**GOAL:**
Render the following material again verbatim, leaving nothing out.
━━ GIVEN DATA ━━
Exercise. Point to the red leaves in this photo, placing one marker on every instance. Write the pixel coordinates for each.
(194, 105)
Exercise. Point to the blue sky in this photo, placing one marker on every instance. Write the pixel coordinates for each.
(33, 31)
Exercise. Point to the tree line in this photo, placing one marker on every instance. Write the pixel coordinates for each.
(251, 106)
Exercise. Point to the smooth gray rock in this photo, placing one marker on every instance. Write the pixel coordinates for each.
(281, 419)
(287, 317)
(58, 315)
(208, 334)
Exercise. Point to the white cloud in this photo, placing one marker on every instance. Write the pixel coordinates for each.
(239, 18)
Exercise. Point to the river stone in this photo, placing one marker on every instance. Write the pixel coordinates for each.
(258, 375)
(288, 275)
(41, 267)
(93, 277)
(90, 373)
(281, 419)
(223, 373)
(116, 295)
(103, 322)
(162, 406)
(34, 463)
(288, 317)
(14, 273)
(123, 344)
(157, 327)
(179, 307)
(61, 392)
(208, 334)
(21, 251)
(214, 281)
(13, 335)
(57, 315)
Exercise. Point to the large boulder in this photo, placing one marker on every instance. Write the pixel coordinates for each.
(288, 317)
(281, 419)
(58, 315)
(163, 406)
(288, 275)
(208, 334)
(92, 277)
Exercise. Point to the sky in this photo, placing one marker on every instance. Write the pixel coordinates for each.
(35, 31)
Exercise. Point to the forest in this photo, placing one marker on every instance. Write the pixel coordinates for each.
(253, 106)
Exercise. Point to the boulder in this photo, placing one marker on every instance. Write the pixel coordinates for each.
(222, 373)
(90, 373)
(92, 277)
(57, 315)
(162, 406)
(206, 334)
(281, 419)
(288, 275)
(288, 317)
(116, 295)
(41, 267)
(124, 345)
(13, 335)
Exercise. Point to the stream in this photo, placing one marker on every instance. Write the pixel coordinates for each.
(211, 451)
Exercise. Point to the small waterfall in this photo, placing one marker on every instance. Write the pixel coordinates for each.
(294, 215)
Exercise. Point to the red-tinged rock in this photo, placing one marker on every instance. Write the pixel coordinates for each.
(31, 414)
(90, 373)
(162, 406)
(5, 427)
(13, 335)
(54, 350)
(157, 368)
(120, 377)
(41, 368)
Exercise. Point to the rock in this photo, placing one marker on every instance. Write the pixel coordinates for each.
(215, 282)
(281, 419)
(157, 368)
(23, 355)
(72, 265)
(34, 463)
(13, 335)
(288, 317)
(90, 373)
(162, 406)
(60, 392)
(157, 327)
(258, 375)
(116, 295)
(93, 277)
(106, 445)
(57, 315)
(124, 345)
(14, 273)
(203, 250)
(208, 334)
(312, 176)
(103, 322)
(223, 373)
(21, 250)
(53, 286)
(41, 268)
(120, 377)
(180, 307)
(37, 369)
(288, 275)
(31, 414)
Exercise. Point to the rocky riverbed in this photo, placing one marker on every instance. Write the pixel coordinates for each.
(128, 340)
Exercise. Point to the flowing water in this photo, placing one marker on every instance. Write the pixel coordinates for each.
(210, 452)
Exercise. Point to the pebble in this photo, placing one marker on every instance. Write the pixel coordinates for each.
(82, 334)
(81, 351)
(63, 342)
━━━
**ANSWER TO THIS TASK:**
Exercise. Point to the red leaves in this photo, placing one marker on every instance. Write the pixel coordinates for each.
(194, 105)
Exercise. Point to the blue sky in this photo, placing one marker on every instance. Write the pixel coordinates for each.
(33, 31)
Exercise. Point to the tree line in this photo, placing one marker on every instance. Write the pixel coordinates for each.
(251, 106)
Exercise. Point to the smooth gray rock in this photo, placing one marker on every instance. Write the pixel coordinates for each.
(281, 419)
(287, 317)
(58, 315)
(208, 334)
Exercise. Point to the white cloud in this photo, placing one marker on every instance. Write the pixel coordinates for each.
(239, 18)
Exercise. Point to the river stone in this photo, placing one marker on every instance. Write the pixel coordinates for each.
(258, 375)
(288, 275)
(41, 267)
(93, 277)
(90, 373)
(281, 419)
(223, 373)
(116, 295)
(103, 322)
(162, 406)
(34, 463)
(288, 317)
(14, 273)
(123, 344)
(157, 327)
(179, 307)
(61, 392)
(208, 334)
(21, 251)
(214, 281)
(13, 335)
(57, 315)
Exercise. Point to the large boulder in this photo, placing one marker on every instance. Write the pixel coordinates for each.
(288, 317)
(281, 419)
(58, 315)
(163, 406)
(288, 275)
(208, 334)
(92, 277)
Exercise. Point to the sky in this photo, placing one marker on every instance. Write the pixel coordinates for each.
(35, 31)
Exercise. Point to the forest in this photo, placing one marker on every instance. Write the pixel coordinates for each.
(253, 106)
Exercise. Point to the boulder in this photo, placing one marker on every instance. Write the pixel coordinates for each.
(222, 373)
(90, 373)
(92, 277)
(57, 315)
(162, 406)
(206, 334)
(281, 419)
(288, 275)
(288, 317)
(116, 295)
(41, 267)
(124, 345)
(13, 335)
Exercise. Point to the stream in this photo, placing one marker on every instance. Write the pixel coordinates for each.
(211, 451)
Exercise. Point to the small waterfall in this photo, placing one marker on every instance. Write the pixel coordinates for each.
(294, 215)
Exercise. Point to the red-tinged rock in this photo, placing one marker on every instance. Write the pixel coordinates for each.
(31, 414)
(90, 373)
(162, 406)
(5, 427)
(13, 335)
(54, 350)
(157, 368)
(120, 377)
(41, 368)
Exercise. Point to the rock in this photo, placing one marker on every instance. Write the pixel coordinates for each.
(215, 282)
(281, 419)
(157, 368)
(23, 355)
(72, 265)
(34, 463)
(13, 335)
(288, 317)
(90, 373)
(162, 406)
(60, 392)
(157, 327)
(258, 375)
(116, 295)
(93, 277)
(106, 445)
(57, 315)
(124, 345)
(14, 273)
(203, 250)
(208, 334)
(312, 176)
(103, 322)
(223, 373)
(21, 250)
(53, 286)
(41, 268)
(120, 377)
(180, 307)
(37, 369)
(288, 275)
(31, 414)
Exercise. Point to the rocky riverbed in this photo, placing one marker on every instance. Write the pixel coordinates for each.
(128, 340)
Exercise. Point to the flowing water in this photo, placing one marker on every instance. Write the pixel coordinates for each.
(210, 452)
Exercise. Point to the pebble in this photo, placing one marker on every instance. Write the pixel coordinates for each.
(82, 334)
(81, 351)
(63, 342)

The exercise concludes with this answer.